TASK ITEM:
Give back every record below word for word, with the pictures omitted.

RECORDS FOR THE TASK:
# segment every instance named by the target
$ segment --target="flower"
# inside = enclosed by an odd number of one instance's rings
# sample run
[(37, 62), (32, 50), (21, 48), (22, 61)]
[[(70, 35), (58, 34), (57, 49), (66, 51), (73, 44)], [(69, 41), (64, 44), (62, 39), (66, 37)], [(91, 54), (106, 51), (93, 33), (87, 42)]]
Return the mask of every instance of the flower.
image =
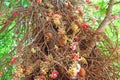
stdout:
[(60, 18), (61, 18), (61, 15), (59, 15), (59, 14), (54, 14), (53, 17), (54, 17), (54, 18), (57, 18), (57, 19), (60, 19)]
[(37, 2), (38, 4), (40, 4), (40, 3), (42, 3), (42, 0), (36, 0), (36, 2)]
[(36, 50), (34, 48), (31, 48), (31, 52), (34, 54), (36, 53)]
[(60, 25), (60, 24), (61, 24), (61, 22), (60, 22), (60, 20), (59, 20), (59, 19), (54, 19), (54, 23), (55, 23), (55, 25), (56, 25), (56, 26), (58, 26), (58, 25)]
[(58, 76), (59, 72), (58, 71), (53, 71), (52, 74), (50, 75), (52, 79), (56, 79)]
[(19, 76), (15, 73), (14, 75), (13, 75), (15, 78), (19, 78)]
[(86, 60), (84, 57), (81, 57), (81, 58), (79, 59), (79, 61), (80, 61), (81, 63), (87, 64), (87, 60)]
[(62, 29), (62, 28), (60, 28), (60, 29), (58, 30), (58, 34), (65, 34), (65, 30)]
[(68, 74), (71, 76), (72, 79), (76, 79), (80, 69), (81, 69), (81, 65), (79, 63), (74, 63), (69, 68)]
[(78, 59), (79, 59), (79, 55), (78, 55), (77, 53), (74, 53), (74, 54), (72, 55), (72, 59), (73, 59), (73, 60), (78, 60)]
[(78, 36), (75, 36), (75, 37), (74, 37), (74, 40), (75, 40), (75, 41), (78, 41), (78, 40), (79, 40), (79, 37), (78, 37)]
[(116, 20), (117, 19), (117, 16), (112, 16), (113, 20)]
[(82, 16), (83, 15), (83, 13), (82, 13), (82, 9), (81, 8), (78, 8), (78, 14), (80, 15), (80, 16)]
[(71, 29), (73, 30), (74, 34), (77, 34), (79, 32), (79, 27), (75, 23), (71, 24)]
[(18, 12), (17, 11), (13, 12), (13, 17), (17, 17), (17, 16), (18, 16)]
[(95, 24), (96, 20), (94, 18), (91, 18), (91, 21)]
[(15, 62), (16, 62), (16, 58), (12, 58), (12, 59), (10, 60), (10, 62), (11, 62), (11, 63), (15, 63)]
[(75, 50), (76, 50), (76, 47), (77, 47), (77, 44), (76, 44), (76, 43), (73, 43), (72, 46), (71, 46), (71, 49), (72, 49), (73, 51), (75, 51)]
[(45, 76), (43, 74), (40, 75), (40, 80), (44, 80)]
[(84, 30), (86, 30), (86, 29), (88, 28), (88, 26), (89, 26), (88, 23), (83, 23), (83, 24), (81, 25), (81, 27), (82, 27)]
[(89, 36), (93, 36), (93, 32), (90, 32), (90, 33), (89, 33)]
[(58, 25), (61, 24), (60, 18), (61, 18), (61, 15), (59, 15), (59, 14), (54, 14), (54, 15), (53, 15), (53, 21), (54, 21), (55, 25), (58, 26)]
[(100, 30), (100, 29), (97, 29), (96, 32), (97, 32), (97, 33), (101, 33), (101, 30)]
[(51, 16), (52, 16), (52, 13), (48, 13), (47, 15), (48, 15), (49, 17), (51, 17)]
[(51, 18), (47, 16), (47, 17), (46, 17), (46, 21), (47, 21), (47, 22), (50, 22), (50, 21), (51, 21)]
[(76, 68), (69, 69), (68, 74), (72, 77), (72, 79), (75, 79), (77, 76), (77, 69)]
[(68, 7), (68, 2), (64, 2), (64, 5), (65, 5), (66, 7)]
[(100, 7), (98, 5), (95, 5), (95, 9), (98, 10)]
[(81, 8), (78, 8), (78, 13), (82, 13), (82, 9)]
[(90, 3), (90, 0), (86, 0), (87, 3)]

RESPONSE AREA:
# segment every instance named by the target
$ segment --target="flower"
# inside = enclosed by an odd number of one instance's rings
# sample run
[(37, 62), (32, 50), (21, 48), (22, 61)]
[[(70, 35), (58, 34), (57, 49), (66, 51), (73, 44)], [(69, 41), (64, 44), (62, 39), (66, 37)], [(91, 54), (106, 51), (93, 33), (87, 42)]]
Return the mask of every instance of the flower.
image =
stdout:
[(60, 18), (61, 18), (61, 15), (59, 15), (59, 14), (54, 14), (53, 17), (54, 17), (54, 18), (57, 18), (57, 19), (60, 19)]
[(37, 2), (38, 4), (40, 4), (40, 3), (42, 3), (42, 0), (36, 0), (36, 2)]
[(36, 50), (34, 48), (31, 48), (31, 52), (34, 54), (36, 53)]
[(60, 25), (60, 24), (61, 24), (61, 22), (60, 22), (60, 20), (59, 20), (59, 19), (54, 19), (54, 23), (55, 23), (55, 25), (56, 25), (56, 26), (58, 26), (58, 25)]
[(58, 76), (59, 72), (58, 71), (53, 71), (52, 74), (50, 75), (52, 79), (56, 79)]
[(19, 76), (15, 73), (14, 75), (13, 75), (15, 78), (19, 78)]
[(86, 60), (84, 57), (81, 57), (81, 58), (79, 59), (79, 61), (80, 61), (81, 63), (87, 64), (87, 60)]
[(62, 29), (62, 28), (60, 28), (60, 29), (58, 30), (58, 34), (65, 34), (65, 30)]
[(68, 74), (71, 76), (72, 79), (76, 79), (80, 69), (81, 69), (81, 65), (79, 63), (74, 63), (69, 68)]
[(78, 59), (79, 59), (79, 55), (78, 55), (77, 53), (74, 53), (74, 54), (72, 55), (72, 59), (73, 59), (73, 60), (78, 60)]
[(78, 36), (75, 36), (75, 37), (74, 37), (74, 40), (75, 40), (75, 41), (78, 41), (78, 40), (79, 40), (79, 37), (78, 37)]
[(116, 20), (117, 19), (117, 16), (112, 16), (113, 20)]
[(82, 16), (83, 15), (83, 13), (82, 13), (82, 9), (81, 8), (78, 8), (78, 14), (80, 15), (80, 16)]
[(71, 29), (73, 30), (74, 34), (77, 34), (79, 32), (79, 27), (75, 23), (71, 24)]
[(18, 12), (17, 11), (13, 12), (13, 17), (17, 17), (17, 16), (18, 16)]
[(95, 24), (96, 20), (94, 18), (91, 18), (91, 21)]
[(15, 62), (16, 62), (16, 58), (12, 58), (12, 59), (10, 60), (10, 62), (11, 62), (11, 63), (15, 63)]
[(75, 50), (76, 50), (76, 47), (77, 47), (77, 44), (76, 44), (76, 43), (73, 43), (72, 46), (71, 46), (71, 49), (72, 49), (73, 51), (75, 51)]
[(45, 76), (43, 74), (40, 75), (40, 80), (44, 80)]
[(84, 30), (86, 30), (86, 29), (88, 28), (88, 26), (89, 26), (88, 23), (83, 23), (83, 24), (81, 25), (81, 27), (82, 27)]
[(89, 36), (93, 36), (93, 32), (90, 32), (90, 33), (89, 33)]
[(58, 25), (61, 24), (60, 18), (61, 18), (61, 15), (59, 15), (59, 14), (54, 14), (54, 15), (53, 15), (53, 21), (54, 21), (55, 25), (58, 26)]
[(100, 30), (100, 29), (97, 29), (96, 32), (97, 32), (97, 33), (101, 33), (101, 30)]
[(51, 16), (52, 16), (52, 13), (48, 13), (47, 15), (48, 15), (49, 17), (51, 17)]
[(51, 18), (47, 16), (47, 17), (46, 17), (46, 21), (47, 21), (47, 22), (50, 22), (50, 21), (51, 21)]
[(76, 68), (69, 69), (68, 74), (72, 77), (72, 79), (75, 79), (77, 76), (77, 69)]
[(68, 7), (68, 2), (64, 2), (64, 5), (65, 5), (66, 7)]
[(100, 7), (98, 5), (95, 5), (95, 9), (98, 10)]
[(81, 8), (78, 8), (78, 13), (82, 13), (82, 9)]
[(90, 3), (90, 0), (86, 0), (87, 3)]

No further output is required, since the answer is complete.